____ Raw data
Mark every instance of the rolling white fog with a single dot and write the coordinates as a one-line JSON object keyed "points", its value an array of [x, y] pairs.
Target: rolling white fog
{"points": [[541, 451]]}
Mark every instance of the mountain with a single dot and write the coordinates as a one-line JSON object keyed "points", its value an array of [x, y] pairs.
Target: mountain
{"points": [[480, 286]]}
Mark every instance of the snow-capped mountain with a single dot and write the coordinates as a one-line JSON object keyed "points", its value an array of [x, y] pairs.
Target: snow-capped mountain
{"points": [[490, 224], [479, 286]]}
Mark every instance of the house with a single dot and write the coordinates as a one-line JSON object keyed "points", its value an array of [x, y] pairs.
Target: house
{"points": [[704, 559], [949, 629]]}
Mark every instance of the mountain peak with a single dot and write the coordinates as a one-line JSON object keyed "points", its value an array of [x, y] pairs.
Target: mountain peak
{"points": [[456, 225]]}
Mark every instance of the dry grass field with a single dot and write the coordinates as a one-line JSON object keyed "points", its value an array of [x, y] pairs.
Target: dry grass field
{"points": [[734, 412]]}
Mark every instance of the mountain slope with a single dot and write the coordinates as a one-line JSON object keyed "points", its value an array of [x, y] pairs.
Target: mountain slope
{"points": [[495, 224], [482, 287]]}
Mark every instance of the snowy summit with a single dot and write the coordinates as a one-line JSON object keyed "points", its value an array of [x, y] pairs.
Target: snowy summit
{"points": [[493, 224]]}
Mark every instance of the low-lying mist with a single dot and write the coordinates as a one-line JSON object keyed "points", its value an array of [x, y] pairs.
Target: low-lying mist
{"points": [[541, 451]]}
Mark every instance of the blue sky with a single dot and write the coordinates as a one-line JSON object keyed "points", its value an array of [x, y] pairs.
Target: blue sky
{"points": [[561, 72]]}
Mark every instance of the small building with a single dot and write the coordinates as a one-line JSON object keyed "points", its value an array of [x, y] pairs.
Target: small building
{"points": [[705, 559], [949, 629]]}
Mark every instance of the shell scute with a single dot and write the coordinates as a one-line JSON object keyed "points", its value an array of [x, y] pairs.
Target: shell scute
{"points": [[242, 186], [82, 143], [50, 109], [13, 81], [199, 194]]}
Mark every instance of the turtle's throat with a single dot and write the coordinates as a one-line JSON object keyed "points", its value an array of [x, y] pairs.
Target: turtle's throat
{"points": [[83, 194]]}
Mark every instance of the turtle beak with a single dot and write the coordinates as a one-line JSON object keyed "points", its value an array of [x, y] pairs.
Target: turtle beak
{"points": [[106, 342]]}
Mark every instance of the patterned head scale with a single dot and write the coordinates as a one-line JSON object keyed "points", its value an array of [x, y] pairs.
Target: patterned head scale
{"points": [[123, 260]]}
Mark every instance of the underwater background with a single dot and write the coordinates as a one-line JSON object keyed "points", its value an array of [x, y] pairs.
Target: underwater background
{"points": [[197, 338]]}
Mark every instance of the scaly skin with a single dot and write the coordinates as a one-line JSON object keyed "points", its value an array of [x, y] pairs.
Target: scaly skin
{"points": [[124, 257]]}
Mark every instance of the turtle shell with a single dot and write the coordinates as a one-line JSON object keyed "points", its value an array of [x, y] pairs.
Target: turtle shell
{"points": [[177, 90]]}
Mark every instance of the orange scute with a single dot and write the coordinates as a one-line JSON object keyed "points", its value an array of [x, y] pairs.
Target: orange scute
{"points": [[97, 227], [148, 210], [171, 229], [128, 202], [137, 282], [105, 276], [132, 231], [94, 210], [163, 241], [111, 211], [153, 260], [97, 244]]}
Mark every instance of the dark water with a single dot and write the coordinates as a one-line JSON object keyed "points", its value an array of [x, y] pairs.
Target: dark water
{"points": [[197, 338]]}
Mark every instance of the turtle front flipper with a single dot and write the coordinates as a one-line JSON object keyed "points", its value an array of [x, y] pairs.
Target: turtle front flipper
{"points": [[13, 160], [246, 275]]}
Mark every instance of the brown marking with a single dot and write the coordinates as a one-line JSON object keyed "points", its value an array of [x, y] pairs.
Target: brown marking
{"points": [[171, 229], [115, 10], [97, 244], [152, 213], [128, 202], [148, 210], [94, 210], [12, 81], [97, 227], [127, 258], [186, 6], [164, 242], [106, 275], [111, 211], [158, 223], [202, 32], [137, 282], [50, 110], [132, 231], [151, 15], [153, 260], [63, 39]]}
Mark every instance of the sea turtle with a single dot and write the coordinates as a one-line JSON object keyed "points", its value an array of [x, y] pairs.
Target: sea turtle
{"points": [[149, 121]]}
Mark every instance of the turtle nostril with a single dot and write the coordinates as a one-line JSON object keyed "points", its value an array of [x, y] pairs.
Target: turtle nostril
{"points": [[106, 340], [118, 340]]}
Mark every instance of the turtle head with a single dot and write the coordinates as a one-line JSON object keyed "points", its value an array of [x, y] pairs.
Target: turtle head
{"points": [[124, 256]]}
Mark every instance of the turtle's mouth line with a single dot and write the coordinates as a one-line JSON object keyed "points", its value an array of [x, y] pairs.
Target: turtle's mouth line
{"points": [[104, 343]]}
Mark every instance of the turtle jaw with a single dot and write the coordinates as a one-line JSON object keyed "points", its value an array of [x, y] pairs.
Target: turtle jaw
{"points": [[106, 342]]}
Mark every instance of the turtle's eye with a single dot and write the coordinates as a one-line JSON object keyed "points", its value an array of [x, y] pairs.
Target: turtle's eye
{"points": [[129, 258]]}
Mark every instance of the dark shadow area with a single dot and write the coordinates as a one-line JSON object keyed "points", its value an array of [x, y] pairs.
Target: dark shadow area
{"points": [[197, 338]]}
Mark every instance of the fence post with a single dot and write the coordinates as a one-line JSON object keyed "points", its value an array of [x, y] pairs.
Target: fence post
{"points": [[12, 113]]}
________
> [Do this] Please reproduce every line of the rows above, from the line containing "Mark every instance of the sea" through the end of the rows, with 122 added to each point coordinate in the answers and all other lines kept as they are.

> [Task solution]
Mark every instance of the sea turtle with a single dot and write the coordinates as a one-line JSON object keyed "points", its value an array of [x, y] pairs.
Target: sea turtle
{"points": [[271, 243]]}
Mark every instance of the turtle nostril with a single dot and write the coordinates as a one-line JSON object keyed "points", its value an array of [x, y] pairs.
Target: turtle nostril
{"points": [[228, 462], [240, 462]]}
Mark every instance of the turtle head with a single dot and write the coordinates as a one-line JSON object keyed "points", its value an array of [x, y] pairs.
Target: turtle head
{"points": [[246, 378]]}
Mark every instance of the turtle's mouth line with a single dot and write the coordinates as a one-line JSON object keyed "points", its value an array of [x, y] pairs.
Target: turtle's mouth line
{"points": [[226, 465]]}
Mark every instance of the turtle jaw with a single dot and write the coordinates as a one-line JSON object keyed "points", its value an array of [x, y] pairs.
Target: turtle jaw
{"points": [[228, 464]]}
Mark every instance of the turtle's eye with a single dot and write the coordinates as a one-line JSON object keyed "points", its value an array of [x, y] pairs.
Target: turtle's eye
{"points": [[251, 380]]}
Mark every instance of the dark shadow area with a single dot and write the coordinates as a one-line JSON object keyed "points", its value an array of [x, y] pairs.
Target: dark shadow area
{"points": [[319, 460]]}
Mark every instance of the fence post with a single dot and write the coordinates as a one-line JSON object keyed "points", its value an array of [x, y] pairs.
Target: fence post
{"points": [[134, 235]]}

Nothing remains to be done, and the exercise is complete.